ARTICLE

---------------

Jusqu’au 17 juillet 2022, le musée du quai Branly - Jacques Chirac présente une exposition consacrée aux tribus de l’ouest et du nord du Cameroun, installées dans la région dite des Grassfields. Ainsi, ce sont vingt-cinq communautés qui sont représentées au travers de cet événement à l'initiative de l’association La Route des Chefferies, un programme de développement culturel et touristique d’Afrique subsaharienne.


L'entrée de l'exposition est marquée par une porte réalisée par l'artiste Banana Fashion. Musée du Quai Branly - Jacques Chirac, ©Léo Delafontaine

270 objets, dont 230 proviennent du Cameroun, sont donc proposés au public au sein d’un parcours en trois temps qui amène le visiteur à découvrir les Grassfields, ce territoire de l’ouest et du nord du pays. En premier lieu, le musée du quai Branly présente la cosmogonie, comprenez la mythologie expliquant l’origine du monde et les relations entre l’homme et la nature, selon les croyances des tribus. S’ensuit alors un voyage au cœur du fonctionnement de la royauté et de la manifestation artistique de son pouvoir dans la société Bamiléké. Enfin, la dernière partie de la visite s’attelle à percer les mystères des sociétés secrètes. Véritables contre-pouvoirs, ces organisations sont essentielles à la vie de la tribu et demeurent secrètes pour les membres non-initiés de la tribu. Celle du kun’gang est particulièrement redoutée et occupe un rôle de messager entre le monde des ancêtres et celui des vivants. Leurs rites s’effectuent principalement lors de danses publiques, dont des extraits filmés sont projetés aux côtés des masques et tenues utilisés lors des cérémonies.

---------------

DONNÉES BRUTES
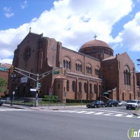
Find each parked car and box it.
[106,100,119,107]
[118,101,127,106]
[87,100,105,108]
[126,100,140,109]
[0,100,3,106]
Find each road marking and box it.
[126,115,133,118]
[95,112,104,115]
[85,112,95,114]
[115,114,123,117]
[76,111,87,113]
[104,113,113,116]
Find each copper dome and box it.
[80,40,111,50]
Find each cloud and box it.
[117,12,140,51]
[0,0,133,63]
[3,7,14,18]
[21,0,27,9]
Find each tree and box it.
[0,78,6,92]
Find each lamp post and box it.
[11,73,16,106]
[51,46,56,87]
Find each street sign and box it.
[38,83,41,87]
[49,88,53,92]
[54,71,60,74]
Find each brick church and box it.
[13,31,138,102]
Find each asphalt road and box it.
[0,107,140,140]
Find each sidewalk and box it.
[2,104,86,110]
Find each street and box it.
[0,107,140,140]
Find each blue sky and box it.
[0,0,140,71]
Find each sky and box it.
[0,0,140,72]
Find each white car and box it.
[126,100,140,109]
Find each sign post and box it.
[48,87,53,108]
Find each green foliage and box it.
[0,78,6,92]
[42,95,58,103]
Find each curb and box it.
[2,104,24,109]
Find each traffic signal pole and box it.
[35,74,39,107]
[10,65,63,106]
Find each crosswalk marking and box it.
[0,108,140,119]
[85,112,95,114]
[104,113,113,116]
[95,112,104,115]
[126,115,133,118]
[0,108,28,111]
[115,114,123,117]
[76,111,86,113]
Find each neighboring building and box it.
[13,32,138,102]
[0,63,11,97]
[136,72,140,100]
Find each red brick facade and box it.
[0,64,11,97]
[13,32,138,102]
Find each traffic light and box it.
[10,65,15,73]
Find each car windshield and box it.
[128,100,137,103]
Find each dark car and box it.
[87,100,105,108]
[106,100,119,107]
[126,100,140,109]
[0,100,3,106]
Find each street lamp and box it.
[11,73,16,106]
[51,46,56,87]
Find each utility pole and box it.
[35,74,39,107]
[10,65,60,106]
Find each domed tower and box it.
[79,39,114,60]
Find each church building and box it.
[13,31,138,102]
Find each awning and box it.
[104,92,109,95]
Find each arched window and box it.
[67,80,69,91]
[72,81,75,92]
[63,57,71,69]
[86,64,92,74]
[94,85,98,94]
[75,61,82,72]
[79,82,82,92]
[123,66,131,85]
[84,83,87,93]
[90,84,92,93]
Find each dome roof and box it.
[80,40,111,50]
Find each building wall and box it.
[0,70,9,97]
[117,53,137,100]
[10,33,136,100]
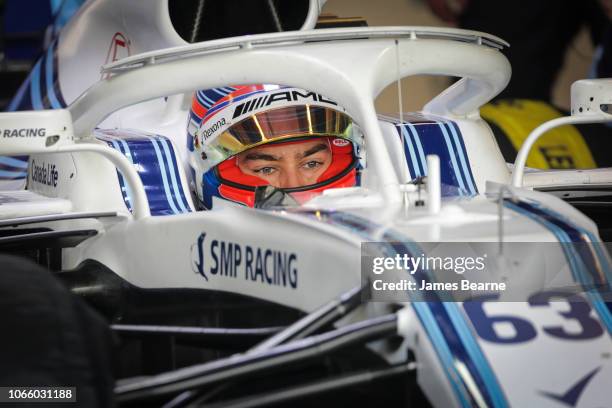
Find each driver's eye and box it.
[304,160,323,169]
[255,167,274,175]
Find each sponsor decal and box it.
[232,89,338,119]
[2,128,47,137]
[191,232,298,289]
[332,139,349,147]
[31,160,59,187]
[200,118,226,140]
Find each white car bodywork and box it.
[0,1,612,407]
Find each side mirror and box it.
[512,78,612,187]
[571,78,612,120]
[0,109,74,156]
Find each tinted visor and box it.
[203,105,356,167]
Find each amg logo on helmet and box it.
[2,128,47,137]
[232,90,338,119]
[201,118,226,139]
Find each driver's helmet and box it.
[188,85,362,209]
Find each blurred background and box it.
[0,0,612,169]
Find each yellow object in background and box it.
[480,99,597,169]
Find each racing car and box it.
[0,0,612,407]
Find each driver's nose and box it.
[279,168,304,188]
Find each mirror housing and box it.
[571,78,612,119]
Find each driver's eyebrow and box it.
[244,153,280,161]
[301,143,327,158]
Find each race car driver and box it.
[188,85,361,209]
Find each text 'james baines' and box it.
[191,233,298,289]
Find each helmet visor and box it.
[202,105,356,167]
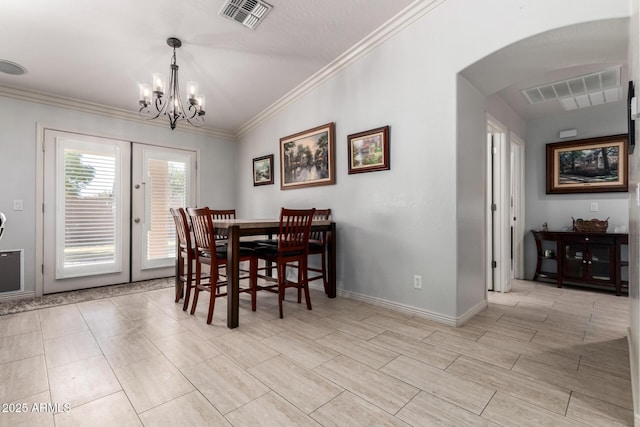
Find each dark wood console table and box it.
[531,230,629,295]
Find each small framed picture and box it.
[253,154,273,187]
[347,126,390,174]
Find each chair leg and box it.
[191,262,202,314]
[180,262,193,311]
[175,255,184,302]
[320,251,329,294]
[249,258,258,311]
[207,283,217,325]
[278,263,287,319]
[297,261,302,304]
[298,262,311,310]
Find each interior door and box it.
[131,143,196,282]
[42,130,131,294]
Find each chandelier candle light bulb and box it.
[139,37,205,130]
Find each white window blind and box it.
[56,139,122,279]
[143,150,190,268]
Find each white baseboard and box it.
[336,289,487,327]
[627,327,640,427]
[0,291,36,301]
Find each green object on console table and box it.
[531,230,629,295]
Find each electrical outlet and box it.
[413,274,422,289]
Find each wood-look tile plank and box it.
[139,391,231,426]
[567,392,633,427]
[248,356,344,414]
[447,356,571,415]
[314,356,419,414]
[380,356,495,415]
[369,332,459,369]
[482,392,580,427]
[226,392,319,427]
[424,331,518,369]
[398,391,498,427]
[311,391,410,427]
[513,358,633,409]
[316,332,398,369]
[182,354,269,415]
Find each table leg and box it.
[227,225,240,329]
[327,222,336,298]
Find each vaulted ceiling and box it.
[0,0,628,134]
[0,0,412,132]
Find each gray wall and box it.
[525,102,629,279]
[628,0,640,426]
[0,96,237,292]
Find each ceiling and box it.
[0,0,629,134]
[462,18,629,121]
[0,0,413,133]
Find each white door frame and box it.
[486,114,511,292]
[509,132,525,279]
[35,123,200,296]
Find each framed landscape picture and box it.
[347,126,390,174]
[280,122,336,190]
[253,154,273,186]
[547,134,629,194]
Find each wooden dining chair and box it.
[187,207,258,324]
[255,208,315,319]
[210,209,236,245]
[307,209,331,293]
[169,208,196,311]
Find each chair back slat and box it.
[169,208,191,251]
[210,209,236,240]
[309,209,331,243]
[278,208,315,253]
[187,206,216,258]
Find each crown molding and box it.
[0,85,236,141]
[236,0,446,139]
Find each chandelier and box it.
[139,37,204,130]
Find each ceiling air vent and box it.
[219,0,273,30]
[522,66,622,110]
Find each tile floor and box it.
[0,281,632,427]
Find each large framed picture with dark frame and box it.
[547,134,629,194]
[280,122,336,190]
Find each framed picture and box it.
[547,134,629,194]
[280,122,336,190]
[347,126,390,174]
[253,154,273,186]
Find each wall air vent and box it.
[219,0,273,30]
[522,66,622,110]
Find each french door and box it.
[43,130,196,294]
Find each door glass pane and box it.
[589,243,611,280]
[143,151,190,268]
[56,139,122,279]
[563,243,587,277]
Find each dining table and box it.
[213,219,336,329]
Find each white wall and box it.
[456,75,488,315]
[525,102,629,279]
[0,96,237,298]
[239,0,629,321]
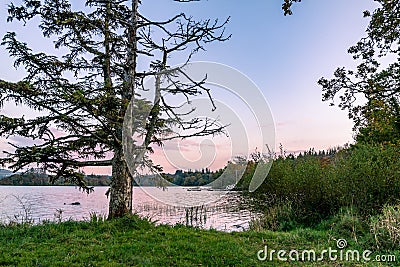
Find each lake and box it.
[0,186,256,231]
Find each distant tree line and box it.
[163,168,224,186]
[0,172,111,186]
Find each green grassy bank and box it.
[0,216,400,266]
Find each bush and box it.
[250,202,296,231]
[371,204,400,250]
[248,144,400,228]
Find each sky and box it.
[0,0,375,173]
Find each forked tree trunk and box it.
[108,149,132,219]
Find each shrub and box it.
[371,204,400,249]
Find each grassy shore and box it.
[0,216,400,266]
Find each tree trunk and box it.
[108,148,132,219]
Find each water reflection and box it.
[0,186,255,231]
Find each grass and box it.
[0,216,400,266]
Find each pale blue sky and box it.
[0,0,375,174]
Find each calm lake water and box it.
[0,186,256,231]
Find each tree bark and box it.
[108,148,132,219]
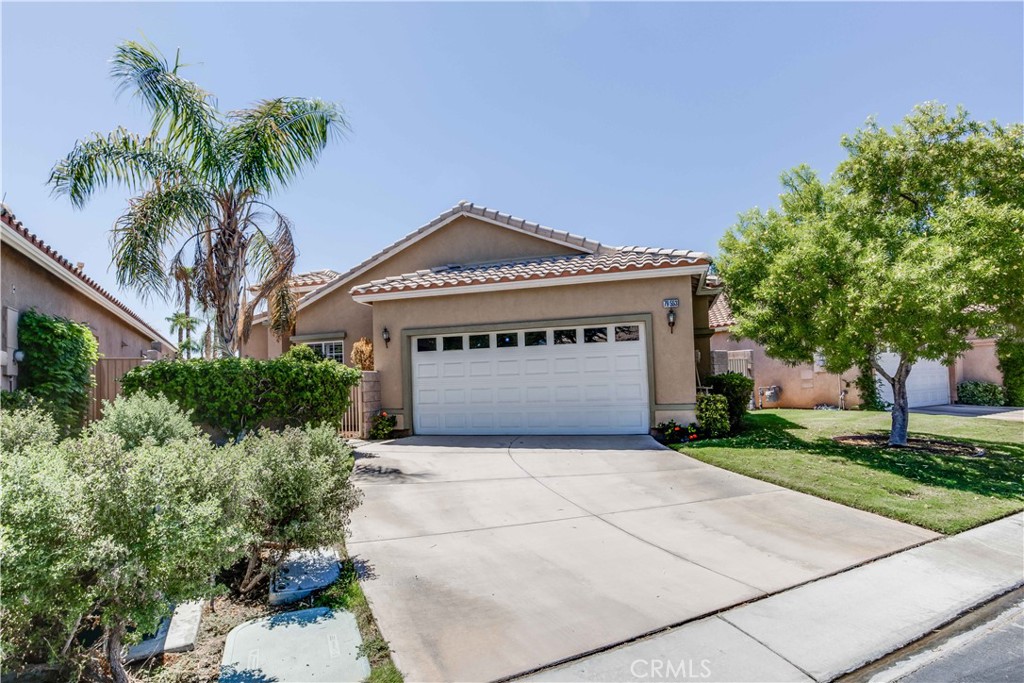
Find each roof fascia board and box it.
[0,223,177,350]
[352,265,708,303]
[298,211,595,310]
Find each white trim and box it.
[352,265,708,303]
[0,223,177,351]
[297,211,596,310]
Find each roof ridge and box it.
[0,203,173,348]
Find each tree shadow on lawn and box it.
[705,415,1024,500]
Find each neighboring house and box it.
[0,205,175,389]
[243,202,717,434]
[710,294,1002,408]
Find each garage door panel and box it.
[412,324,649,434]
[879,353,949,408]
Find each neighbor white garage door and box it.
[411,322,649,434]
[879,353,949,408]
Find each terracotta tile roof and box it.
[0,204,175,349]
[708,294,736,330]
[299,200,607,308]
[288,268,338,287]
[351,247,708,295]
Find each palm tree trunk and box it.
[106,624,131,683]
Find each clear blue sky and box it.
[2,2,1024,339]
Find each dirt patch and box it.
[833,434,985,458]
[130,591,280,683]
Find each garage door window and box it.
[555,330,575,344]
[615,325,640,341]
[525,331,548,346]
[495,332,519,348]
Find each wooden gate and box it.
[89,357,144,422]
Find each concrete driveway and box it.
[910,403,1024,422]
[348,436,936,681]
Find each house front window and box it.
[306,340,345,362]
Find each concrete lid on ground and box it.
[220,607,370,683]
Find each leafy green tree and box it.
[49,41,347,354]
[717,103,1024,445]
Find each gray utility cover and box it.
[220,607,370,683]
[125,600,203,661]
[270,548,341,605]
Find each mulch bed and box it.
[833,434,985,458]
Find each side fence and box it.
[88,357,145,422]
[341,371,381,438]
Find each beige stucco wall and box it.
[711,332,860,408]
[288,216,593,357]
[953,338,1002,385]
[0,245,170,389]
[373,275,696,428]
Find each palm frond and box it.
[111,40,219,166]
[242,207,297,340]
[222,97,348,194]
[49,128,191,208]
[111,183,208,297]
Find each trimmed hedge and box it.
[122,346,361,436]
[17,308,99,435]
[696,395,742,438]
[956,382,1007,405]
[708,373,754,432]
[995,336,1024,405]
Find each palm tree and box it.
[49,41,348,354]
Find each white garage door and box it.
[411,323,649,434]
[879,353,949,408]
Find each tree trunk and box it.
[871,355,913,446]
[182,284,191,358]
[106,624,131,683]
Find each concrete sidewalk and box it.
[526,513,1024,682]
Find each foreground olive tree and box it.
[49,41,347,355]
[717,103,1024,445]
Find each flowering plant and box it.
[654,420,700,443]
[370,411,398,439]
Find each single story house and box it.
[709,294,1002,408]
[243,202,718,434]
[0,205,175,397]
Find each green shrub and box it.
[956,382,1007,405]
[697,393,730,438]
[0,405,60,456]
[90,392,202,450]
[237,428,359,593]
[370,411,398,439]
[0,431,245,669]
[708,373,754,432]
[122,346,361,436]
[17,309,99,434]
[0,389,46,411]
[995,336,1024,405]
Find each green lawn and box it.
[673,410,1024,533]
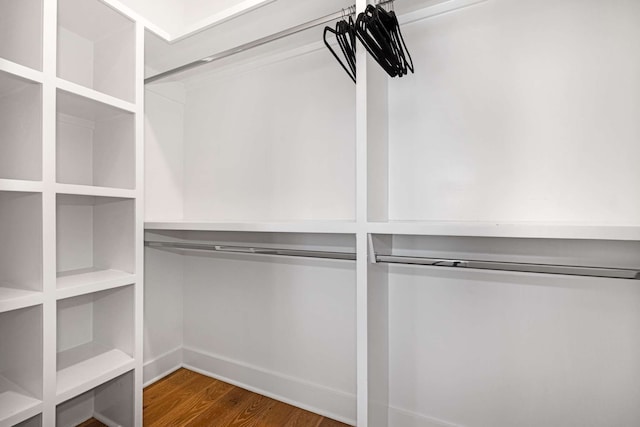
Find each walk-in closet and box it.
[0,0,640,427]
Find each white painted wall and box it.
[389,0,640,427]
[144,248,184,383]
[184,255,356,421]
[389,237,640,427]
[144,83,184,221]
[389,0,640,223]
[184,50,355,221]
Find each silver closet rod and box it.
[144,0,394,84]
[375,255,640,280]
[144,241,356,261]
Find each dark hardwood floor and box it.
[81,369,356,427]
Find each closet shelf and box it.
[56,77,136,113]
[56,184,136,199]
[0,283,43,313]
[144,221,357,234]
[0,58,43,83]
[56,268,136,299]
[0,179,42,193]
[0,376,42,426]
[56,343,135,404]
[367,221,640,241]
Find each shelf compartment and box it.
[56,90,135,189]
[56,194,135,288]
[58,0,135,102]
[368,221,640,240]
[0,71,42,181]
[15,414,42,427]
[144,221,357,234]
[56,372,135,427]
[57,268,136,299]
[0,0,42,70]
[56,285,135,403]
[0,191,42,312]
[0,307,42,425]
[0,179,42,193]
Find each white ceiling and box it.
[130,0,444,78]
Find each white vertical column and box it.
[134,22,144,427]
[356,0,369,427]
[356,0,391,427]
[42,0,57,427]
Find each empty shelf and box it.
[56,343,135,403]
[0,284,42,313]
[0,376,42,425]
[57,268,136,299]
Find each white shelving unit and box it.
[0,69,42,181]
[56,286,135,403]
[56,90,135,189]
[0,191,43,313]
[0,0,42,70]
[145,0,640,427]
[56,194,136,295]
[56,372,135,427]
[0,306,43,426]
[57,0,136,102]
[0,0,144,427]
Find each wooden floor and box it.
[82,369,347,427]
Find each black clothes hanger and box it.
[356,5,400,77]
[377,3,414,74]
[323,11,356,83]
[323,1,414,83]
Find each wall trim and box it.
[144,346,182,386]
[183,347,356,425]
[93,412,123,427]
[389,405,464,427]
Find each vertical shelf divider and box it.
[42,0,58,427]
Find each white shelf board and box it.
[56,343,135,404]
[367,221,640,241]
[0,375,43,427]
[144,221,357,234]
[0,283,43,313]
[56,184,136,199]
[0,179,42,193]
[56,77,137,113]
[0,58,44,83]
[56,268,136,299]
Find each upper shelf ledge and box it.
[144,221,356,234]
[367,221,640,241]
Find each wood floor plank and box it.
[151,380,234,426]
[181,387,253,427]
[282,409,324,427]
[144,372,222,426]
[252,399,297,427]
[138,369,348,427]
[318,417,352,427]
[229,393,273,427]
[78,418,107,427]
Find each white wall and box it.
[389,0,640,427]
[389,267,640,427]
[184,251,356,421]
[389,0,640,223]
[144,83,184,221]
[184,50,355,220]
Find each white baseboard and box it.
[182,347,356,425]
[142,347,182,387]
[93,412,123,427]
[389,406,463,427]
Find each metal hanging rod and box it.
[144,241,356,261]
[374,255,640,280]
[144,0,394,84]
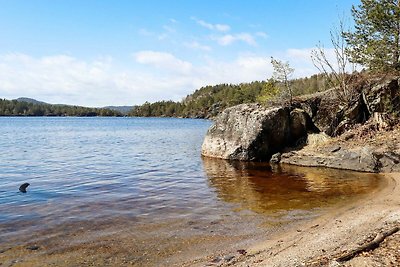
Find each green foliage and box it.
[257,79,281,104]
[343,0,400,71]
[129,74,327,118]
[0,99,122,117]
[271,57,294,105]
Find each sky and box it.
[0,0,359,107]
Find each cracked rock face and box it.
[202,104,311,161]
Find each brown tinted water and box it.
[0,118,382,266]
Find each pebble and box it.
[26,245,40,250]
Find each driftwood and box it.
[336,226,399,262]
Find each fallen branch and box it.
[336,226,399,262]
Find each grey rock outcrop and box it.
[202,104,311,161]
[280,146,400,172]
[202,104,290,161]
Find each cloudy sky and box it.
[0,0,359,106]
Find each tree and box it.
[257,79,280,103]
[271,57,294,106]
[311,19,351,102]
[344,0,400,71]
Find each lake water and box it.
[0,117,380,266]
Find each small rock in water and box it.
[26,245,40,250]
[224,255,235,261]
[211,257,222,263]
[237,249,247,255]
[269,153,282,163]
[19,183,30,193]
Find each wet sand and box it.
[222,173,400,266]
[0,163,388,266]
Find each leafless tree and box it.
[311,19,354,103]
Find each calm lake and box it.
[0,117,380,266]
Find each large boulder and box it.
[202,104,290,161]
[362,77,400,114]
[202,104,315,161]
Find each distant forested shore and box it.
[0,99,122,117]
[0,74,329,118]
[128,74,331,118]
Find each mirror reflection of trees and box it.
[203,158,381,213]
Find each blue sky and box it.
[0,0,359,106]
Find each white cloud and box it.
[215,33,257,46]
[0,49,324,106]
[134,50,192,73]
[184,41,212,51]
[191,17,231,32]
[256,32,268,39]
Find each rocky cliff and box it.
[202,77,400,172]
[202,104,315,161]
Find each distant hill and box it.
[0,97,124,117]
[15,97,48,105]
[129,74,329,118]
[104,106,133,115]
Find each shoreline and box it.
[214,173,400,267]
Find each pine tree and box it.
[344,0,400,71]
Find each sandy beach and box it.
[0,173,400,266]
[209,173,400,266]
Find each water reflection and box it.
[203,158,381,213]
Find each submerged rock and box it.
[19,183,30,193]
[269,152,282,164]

---------------

TRAVAIL DEMANDÉ
A) Présentez sous forme de liste le paragraphe de l'article qui commence par « 270 objets, dont 230 proviennent du Cameroun », en conservant ses faits principaux.
B) Citez le passage de l'article qui commence aux mots « Jusqu’au 17 juillet » et s'arrête après les mots « touristique d’Afrique subsaharienne. ».
Les enregistrements ne présentent aucun lien avec l'article.

CORRIGÉS PROPOSÉS
A)
- 270 objets sont exposés, dont 230 venus du Cameroun, dans un parcours en trois temps consacré aux Grassfields, territoire de l'ouest et du nord du pays.
- Première partie : la cosmogonie selon les croyances des tribus, c'est-à-dire la mythologie expliquant l'origine du monde et les relations entre l'homme et la nature.
- Deuxième partie : le fonctionnement de la royauté et la manifestation artistique de son pouvoir dans la société Bamiléké.
- Troisième partie : les sociétés secrètes, véritables contre-pouvoirs essentiels à la vie de la tribu et secrètes pour les non-initiés.
- Le kun'gang, particulièrement redouté, joue le rôle de messager entre le monde des ancêtres et celui des vivants.
- Les rites ont lieu principalement lors de danses publiques. Des extraits filmés en sont projetés aux côtés des masques et tenues de cérémonie.

B)
Jusqu’au 17 juillet 2022, le musée du quai Branly - Jacques Chirac présente une exposition consacrée aux tribus de l’ouest et du nord du Cameroun, installées dans la région dite des Grassfields. Ainsi, ce sont vingt-cinq communautés qui sont représentées au travers de cet événement à l'initiative de l’association La Route des Chefferies, un programme de développement culturel et touristique d’Afrique subsaharienne.